— What the task requires —
Write out all the records below again, using "trail notebook" in place of every "field log". Leave everything else unchanged.

— Data rows —
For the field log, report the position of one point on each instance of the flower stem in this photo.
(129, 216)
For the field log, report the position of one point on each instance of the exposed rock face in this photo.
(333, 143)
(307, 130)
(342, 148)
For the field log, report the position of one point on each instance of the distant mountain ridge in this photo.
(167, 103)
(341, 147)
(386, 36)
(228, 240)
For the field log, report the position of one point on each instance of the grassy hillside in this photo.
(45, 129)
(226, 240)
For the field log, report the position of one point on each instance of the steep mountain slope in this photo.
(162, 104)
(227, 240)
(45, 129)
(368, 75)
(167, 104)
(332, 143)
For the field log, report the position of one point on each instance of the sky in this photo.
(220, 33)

— Solution to the exercise —
For the trail notebook, report the position of one point on each instance of the flower stem in this photo.
(129, 216)
For the trail notebook, report the position of one point on each instance of the exposed rock face in this photo.
(333, 143)
(307, 130)
(342, 148)
For the trail notebook, report the position of one point on each instance of the distant mountain ridge in this photo.
(167, 103)
(341, 147)
(386, 36)
(228, 240)
For the trail notebook, report the position of one point on each instance of the grassy hillside in this photo.
(45, 129)
(226, 240)
For the trail notebook, report the position of one point on each instance of the steep mountain slope in this photo.
(162, 104)
(227, 240)
(45, 129)
(368, 75)
(167, 104)
(332, 143)
For the trail notebook, report the position of one point on each instance of the sky in this photo.
(220, 33)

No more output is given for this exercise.